__INSTRUCTION__. Which lines of the data below contain the word "wooden"? Report each such line in full, treating uppercase and lowercase as different.

__ITEMS__.
################

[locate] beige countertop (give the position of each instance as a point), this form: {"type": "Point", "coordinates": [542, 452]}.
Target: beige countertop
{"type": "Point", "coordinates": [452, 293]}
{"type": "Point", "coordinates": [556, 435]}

################

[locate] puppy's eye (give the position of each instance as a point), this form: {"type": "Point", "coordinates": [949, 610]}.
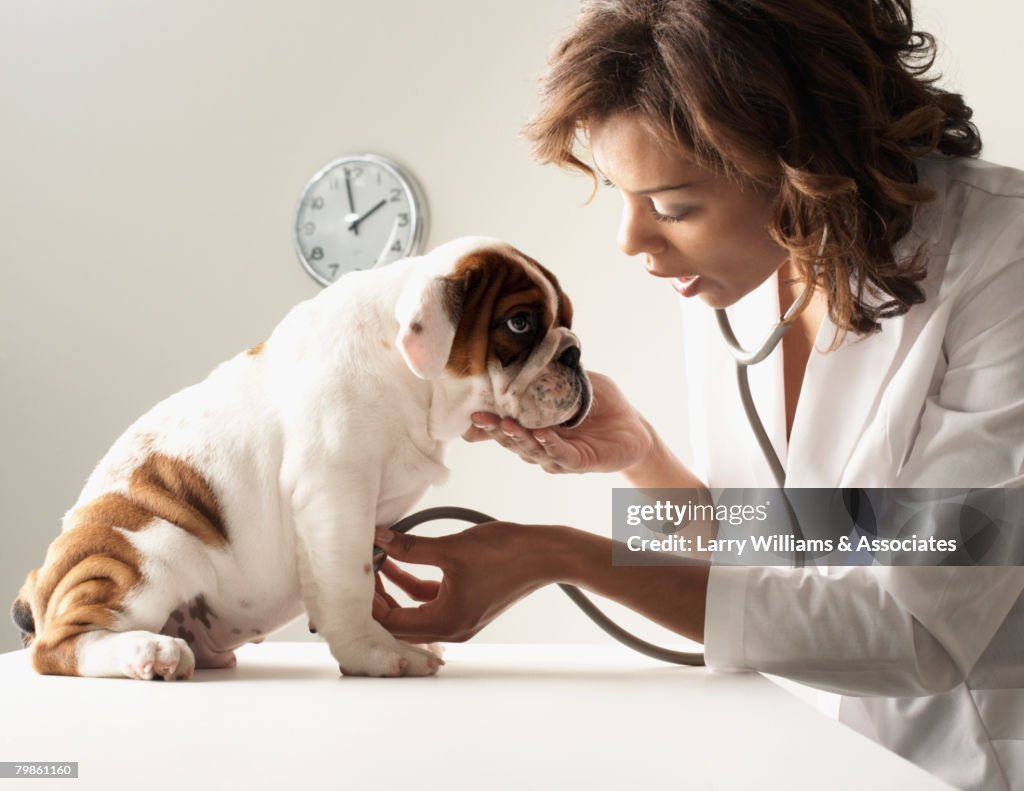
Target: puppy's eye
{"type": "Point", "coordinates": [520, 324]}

################

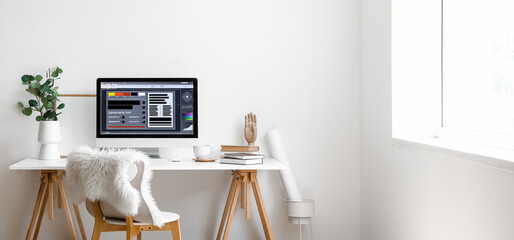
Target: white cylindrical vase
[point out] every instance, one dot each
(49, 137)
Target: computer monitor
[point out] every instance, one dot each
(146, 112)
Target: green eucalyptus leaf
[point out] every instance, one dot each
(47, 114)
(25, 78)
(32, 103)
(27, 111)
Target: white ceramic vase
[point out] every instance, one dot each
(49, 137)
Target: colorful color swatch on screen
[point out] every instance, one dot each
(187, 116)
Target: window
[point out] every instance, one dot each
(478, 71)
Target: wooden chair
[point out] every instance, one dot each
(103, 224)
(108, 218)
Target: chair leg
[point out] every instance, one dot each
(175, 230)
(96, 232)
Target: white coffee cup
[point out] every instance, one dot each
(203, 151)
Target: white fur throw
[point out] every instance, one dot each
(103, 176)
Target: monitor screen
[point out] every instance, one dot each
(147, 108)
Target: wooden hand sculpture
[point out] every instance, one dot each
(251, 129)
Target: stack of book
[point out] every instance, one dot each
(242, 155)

################

__TASK OUTPUT__.
Target: wooden chair
Target: wooden hand sculpture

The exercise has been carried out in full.